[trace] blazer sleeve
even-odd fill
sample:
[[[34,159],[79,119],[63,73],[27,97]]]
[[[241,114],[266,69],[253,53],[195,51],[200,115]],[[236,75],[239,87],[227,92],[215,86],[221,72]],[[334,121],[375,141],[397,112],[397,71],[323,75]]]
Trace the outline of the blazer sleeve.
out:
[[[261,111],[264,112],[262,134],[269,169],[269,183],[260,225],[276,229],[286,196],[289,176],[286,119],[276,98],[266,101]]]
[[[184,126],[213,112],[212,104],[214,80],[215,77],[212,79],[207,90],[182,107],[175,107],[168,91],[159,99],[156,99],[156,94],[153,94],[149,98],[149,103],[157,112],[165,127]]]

◇ ◇ ◇

- [Stated problem]: Please edit the entries above, changing each "blazer" to "jacket" and leaving every other line and character as it is.

- [Answer to this problem]:
[trace] jacket sleeve
even-odd fill
sample:
[[[34,159],[79,119],[63,73],[27,97]]]
[[[241,114],[266,69],[253,53],[195,51],[200,115]],[[236,75],[239,87],[227,92],[215,86],[221,72]],[[334,121],[375,141],[397,112],[397,71],[323,75]]]
Trace the outline of the jacket sleeve.
out:
[[[261,111],[264,112],[262,134],[269,169],[269,183],[260,225],[276,229],[286,196],[289,176],[286,119],[276,98],[266,101]]]
[[[184,126],[213,112],[212,104],[214,80],[215,77],[212,79],[207,90],[182,107],[175,107],[168,91],[159,99],[156,99],[156,94],[153,94],[149,98],[149,103],[157,112],[165,127]]]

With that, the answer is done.